(SÉRIE D'EXERCICES)
1/ D'après l'article sur les communs et l'économie, où et à quelles dates s'est tenu le 7e forum des usages coopératifs ?
2/ Résumez en deux phrases l'article sur les communs et l'économie.
3/ Prolongez l'article sur les communs et l'économie à partir de sa dernière phrase.

(EXTRAIT DE PAGE)
┄┄┄┄┄┄┄┄┄┄┄┄┄┄┄┄┄┄┄┄

Communs et économie, quelle cohabitation dans une perspective de transition ?

Article rédigé à l’occasion du 7ème forum des usages coopératifs, qui s’est tenu à Brest du 5 au 8 juillet 2016.


« On parle de (bien) commun chaque fois qu’une communauté de personnes est animée par le même désir de prendre en charge une ressource (dont elle hérite ou qu’elle crée) et qu’elle s’auto-organise de manière démocratique, conviviale et responsable pour en assurer l’accès, l’usage et la pérennité dans l’intérêt général et le souci du ‘bien vivre’ ensemble ainsi que du bien vivre des générations à venir. »

Proposée par Alain Ambrosi et rappelée par Lionel Maurel, dans un texte lumineux qui analyse (au travers du prisme méthodologique élaboré par Elinor Ostrom) l’expérience « #BiblioDebout » [1], cette définition claire et synthétique permet de se représenter la diversité des ressources (naturelles, matérielles et immatérielles) que nous pourrions appréhender comme des communs.

Pour autant le développement et/ou la préservation de ces communs (par exemple un projet citoyen d’énergie renouvelable, des jardins partagés, un tiers-lieu open-source, du mobilier urbain pour échanger/donner des livres/des objets disposés dans l’espace public, un logiciel libre, des plans open-source d’une machine agricole, des savoirs communs et partagés, un réseau d’accès associatif à Internet, etc.), impliquent que certains usagers-contributeurs y passent du temps et y engagent leur compétence, tandis que d’autres, y compris des acteurs marchands, se contentent d’utiliser les ressources communes, voire d’en tirer un profit personnel.

┄┄┄┄┄┄┄┄┄┄┄┄┄┄┄┄┄┄┄┄

(ENTRÉES FOURNIES)
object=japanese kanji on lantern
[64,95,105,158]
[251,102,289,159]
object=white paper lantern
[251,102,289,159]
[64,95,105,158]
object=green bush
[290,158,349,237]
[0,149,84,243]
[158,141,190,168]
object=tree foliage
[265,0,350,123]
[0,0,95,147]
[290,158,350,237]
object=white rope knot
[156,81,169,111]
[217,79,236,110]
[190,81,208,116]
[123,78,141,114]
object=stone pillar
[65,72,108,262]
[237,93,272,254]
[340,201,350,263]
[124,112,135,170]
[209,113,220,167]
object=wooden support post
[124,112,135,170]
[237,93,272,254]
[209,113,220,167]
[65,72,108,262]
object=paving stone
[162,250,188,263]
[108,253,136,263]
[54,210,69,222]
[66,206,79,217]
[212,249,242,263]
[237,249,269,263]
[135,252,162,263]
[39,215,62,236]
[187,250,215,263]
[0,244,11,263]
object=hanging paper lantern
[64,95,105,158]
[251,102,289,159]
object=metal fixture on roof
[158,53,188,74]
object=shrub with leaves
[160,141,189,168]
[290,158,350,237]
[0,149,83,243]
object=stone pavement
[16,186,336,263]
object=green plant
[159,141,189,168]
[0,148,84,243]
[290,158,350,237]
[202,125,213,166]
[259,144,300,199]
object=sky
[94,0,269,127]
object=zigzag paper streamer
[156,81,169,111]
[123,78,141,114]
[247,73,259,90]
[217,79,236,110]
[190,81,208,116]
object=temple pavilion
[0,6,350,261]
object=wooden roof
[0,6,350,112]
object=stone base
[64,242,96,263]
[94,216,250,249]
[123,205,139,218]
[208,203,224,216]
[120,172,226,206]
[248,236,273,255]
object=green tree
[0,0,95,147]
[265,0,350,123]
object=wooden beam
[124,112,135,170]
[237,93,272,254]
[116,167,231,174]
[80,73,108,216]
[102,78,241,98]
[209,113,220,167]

┄┄┄┄┄┄┄┄┄┄┄┄┄┄┄┄┄┄┄┄

(RÉPONSES AUX CONSIGNES)
1/ À Brest, du 5 au 8 juillet 2016.

2/ Rédigé pour le 7e forum des usages coopératifs, l'article reprend une définition du commun, proposée par Alain Ambrosi et rappelée par Lionel Maurel, qui permet de se représenter la diversité des ressources pouvant être appréhendées comme des communs. Développer ou préserver ces communs suppose que certains usagers-contributeurs y consacrent du temps et leur compétence, tandis que d'autres, y compris des acteurs marchands, se contentent de les utiliser, voire d'en tirer un profit personnel.

3/
L’idée défendue par Michel Bauwens, de constituer à différentes échelles territoriales, des binômes « chambres des communs » (instances de type consulaire capables de faire le lien entre les contributeurs bénévoles et les utilisateurs marchands des ressources communes) / « assemblées des communs » (capables notamment d’identifier et de documenter le fonctionnement de ces communautés gestionnaires de ressources partagées), permet d’imaginer des solutions de cohabitation coopérative entre communs et économie marchande.

Une telle articulation peut-elle s’avérer pérenne ou bien ne constituer qu’une phase de transition dans la perspective d’un changement irréversible de nos relations à la propriété ?

Trois enjeux méritent d’être explorés pour répondre à cette question :

Le premier enjeu est celui de la protection des ressources communes contre les enclosures ainsi que de leurs contributeurs et contributrices contre le risque de dépossession de leur œuvre.
L’étude historique du mouvement des enclosures (qui comme le rappelle Lionel Maurel, « s’est produit en plusieurs vagues, du 12ème au 18ème siècle, démantelant progressivement les droits d’usages collectifs en distribuant des droits de propriété privée au bénéfice de certains grands propriétaires terriens »), nous permet aujourd’hui de mieux analyser les risques que font courir aux communs la privatisation, tout comme « l’étatisation », d’une ressource naturelle ou matérielle, initialement gérée de manière collective pas ses usagers.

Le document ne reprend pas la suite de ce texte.